[Saved entries]
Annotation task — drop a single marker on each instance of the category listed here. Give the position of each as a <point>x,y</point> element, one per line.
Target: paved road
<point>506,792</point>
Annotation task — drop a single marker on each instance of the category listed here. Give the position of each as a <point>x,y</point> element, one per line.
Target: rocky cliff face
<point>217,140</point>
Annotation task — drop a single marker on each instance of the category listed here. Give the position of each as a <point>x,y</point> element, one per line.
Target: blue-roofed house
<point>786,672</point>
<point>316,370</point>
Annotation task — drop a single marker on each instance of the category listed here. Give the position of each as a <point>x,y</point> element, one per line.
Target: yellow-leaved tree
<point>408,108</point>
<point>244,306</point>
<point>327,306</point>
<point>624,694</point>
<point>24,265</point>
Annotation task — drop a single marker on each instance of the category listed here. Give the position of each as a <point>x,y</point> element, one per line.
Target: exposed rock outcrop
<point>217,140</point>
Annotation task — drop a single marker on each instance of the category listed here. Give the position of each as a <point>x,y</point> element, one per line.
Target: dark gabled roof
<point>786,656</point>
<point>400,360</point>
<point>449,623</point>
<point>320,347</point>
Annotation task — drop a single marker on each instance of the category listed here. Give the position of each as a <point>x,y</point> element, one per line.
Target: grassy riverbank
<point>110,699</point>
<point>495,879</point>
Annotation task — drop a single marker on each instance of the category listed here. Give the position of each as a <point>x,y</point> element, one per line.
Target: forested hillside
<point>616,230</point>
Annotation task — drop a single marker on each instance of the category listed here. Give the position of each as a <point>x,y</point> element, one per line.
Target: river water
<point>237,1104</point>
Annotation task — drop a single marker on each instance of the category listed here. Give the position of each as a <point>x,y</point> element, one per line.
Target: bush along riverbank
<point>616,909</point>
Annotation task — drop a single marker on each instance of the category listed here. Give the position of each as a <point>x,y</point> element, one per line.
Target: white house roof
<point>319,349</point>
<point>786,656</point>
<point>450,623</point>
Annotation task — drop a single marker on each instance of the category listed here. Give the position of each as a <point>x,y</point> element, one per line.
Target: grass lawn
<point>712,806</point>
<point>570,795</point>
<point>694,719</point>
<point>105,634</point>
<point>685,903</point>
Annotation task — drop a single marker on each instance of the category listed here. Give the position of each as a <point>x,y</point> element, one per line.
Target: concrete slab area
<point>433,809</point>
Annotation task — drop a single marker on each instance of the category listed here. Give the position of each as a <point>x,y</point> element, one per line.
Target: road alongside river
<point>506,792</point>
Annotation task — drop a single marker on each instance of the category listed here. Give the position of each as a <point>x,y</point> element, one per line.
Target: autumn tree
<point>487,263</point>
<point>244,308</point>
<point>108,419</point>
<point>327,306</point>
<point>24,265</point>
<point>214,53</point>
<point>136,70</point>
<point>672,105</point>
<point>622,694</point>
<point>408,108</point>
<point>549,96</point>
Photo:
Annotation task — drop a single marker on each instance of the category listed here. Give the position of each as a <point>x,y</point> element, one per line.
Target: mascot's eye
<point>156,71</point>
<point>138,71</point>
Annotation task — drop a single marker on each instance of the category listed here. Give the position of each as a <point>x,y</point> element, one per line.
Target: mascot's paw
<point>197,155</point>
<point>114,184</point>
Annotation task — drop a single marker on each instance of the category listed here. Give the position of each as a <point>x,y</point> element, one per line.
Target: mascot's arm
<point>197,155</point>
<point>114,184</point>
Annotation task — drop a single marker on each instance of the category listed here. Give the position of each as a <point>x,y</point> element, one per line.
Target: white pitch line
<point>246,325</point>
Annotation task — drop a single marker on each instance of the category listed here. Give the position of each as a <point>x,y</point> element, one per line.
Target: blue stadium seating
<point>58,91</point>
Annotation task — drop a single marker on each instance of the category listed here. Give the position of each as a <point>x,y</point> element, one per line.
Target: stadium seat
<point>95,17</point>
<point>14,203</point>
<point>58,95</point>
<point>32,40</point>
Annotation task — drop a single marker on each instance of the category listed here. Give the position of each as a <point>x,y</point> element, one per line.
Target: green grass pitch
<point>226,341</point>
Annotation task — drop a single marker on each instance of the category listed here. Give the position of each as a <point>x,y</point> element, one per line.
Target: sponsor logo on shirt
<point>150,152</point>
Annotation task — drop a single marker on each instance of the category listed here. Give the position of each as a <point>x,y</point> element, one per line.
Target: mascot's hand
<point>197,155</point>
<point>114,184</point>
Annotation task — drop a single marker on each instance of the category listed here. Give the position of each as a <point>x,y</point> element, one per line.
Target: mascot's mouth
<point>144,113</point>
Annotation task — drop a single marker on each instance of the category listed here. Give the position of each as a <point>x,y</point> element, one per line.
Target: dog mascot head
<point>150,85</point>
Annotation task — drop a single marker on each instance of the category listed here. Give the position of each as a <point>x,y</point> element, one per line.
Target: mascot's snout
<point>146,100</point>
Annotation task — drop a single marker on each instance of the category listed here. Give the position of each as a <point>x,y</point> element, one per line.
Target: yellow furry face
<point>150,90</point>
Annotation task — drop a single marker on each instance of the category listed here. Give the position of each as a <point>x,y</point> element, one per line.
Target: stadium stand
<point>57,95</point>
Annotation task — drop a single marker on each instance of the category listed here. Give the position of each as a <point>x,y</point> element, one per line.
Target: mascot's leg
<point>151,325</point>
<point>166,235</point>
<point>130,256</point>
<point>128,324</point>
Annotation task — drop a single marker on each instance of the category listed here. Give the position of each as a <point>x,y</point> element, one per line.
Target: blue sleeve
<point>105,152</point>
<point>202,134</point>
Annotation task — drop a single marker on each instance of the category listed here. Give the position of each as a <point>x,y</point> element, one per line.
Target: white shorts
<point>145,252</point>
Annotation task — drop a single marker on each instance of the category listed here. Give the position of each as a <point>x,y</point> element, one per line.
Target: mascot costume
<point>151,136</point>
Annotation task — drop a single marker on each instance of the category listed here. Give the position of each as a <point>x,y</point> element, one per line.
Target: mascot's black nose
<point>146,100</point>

- GOAL OF THE EXERCISE -
Please give all the lines above again, exactly as they read.

- REPLY TO THE EXERCISE -
Annotation task — drop a single marker on each instance of the category listed here. Give the position of each as a <point>x,y</point> element, one per line.
Target: paved road
<point>506,792</point>
Annotation task — drop a single marker on each instance of the category listed here. Give the position of each as a <point>x,y</point> element, one per line.
Target: rocky cliff face
<point>217,140</point>
Annotation task — drop a single marker on each instance of the category listed here. Give the position of each as a <point>x,y</point> element, one per line.
Target: blue-roofed house
<point>786,672</point>
<point>316,370</point>
Annotation task — drop a single marker on each instance of the category listed here. Give the position of each as a <point>x,y</point> element, one per line.
Target: yellow-leaved tree
<point>408,108</point>
<point>244,306</point>
<point>327,306</point>
<point>624,694</point>
<point>24,265</point>
Annotation task — drop a single marker on each instance of the category listed here. Give the position of each as a <point>x,y</point> element, one per line.
Target: exposed rock outcrop
<point>217,140</point>
Annotation task — drop a single marker on each instance of the category listed here. Give the position of each as a <point>x,y</point> element, one per line.
Target: dark gabled roof
<point>786,656</point>
<point>400,360</point>
<point>449,623</point>
<point>320,347</point>
Annotation task — drop a single marker on each instance of the category listed here. Give the position of each as a <point>x,y</point> element, one per line.
Target: grassy riverbank
<point>110,699</point>
<point>495,879</point>
Annotation task — drop a single marker on each instance of the category listed here. Give the position of each as a <point>x,y</point> element, one per line.
Target: forested hillside
<point>616,230</point>
Annotation task — drop a single marker on each instance of the category listed here. Give the position of each as a <point>x,y</point> element, one per line.
Target: river water
<point>237,1104</point>
Annotation task — drop a single marker on each instance of the category listed here. Give the position of each as a <point>x,y</point> element, one per line.
Target: bush along riverbank
<point>616,909</point>
Annotation task — drop a single marker on each instance of the category listed here. Give the position of each as a <point>x,y</point> element, one per line.
Target: white house roof
<point>319,349</point>
<point>786,656</point>
<point>450,623</point>
Annotation task — drop a single marker on each instance of the category listed here. Give the position of each as a <point>x,y</point> element, one per line.
Target: grass lawn
<point>712,806</point>
<point>570,795</point>
<point>694,719</point>
<point>105,634</point>
<point>685,903</point>
Annotation task — drop a single marker on each instance of the category listed here. Give the position of each as a <point>x,y</point> element, one per line.
Target: concrete slab area
<point>433,809</point>
Annotation task — drop a single marker on each instance of the category listed here. Give the position of each as a <point>x,y</point> element, one per line.
Target: road alongside river
<point>506,792</point>
Annotation task — drop a single marker on each instance of the category listed here. Give the position of each as a <point>x,y</point> element, one per line.
Target: autumn tree
<point>487,263</point>
<point>244,308</point>
<point>108,419</point>
<point>327,306</point>
<point>24,265</point>
<point>214,53</point>
<point>136,70</point>
<point>672,105</point>
<point>622,694</point>
<point>408,108</point>
<point>549,96</point>
Photo:
Annotation task — drop a single marker on each instance of the category listed here. Give the position of each as a <point>x,y</point> element, one per line.
Target: mascot's eye
<point>156,71</point>
<point>138,71</point>
Annotation task — drop a single marker on each instance of the category listed here. Give the position of each as a <point>x,y</point> element, one per line.
Target: mascot's paw
<point>197,155</point>
<point>114,184</point>
Annotation task — drop a single marker on each instance of the category listed here. Give the position of each as a <point>x,y</point> element, one per line.
Target: mascot's arm
<point>197,155</point>
<point>114,184</point>
Annotation task — drop a single marker on each instance of the category listed here. Give the position of each as a <point>x,y</point> element, one per line.
Target: white pitch line
<point>246,325</point>
Annotation task — drop a single marker on each instance of the category listed here. Give the position of each as a <point>x,y</point> element, one per line.
Target: blue stadium seating
<point>58,91</point>
Annotation task — drop a single marker on each instance of the category listed here. Give the position of each as a <point>x,y</point> element, one per line.
Target: stadium seat
<point>95,17</point>
<point>14,203</point>
<point>58,95</point>
<point>32,40</point>
Annotation task — drop a single marker on each instance of the category listed here. Give the position of each as a <point>x,y</point> element, one per line.
Target: green grass pitch
<point>226,341</point>
Annotation task — drop a single marker on each instance of the category listed here. Give the position of each as a <point>x,y</point> element, one per line.
Target: sponsor logo on shirt
<point>150,152</point>
Annotation task — drop a single marker on each instance of the category listed here. Give the position of each as a <point>x,y</point> element, one per line.
Target: mascot's hand
<point>197,155</point>
<point>114,184</point>
Annotation task — drop a single marker on each instance of the category listed here. Give the position of each as a <point>x,y</point> element, one per line.
Target: mascot's mouth
<point>144,113</point>
Annotation task — drop a single marker on each instance of the category listed here. Give the position of each as a <point>x,y</point> element, one per line.
Target: dog mascot head
<point>150,85</point>
Annotation task — drop a single marker on each instance of the category listed here. Give the position of each as a <point>x,y</point> element, one per line.
Target: mascot's snout
<point>146,100</point>
Annotation task — drop a single marker on each instance of the category listed here. Give the position of each as a <point>x,y</point> element, one per line.
Target: yellow furry face
<point>150,90</point>
Annotation task — drop a single marker on each instance of the category listed here. Give the position of each as a <point>x,y</point> element, one per line.
Target: stadium stand
<point>57,95</point>
Annotation task — drop a single marker on each instance of the category listed here. Give the position of each as a <point>x,y</point> element, one per line.
Target: mascot's leg
<point>151,325</point>
<point>166,235</point>
<point>130,256</point>
<point>128,324</point>
Annotation task — drop a single marker on each instance of the category listed here. Give the position of each as a <point>x,y</point> element, one per line.
Target: blue sleeve
<point>105,152</point>
<point>202,134</point>
Annotation task — drop a single marker on each instance of the category listed here. Give the position of each as a <point>x,y</point> element, one per line.
Target: white shorts
<point>145,252</point>
Annotation task — drop a single marker on each instance of the category listed here. Give the position of each as a <point>x,y</point> element, one per line.
Target: mascot costume
<point>151,136</point>
Annotation task — drop a single marker on each instance of the category listed here. Give the position of each as a <point>x,y</point> element, one per line.
Target: mascot's black nose
<point>146,100</point>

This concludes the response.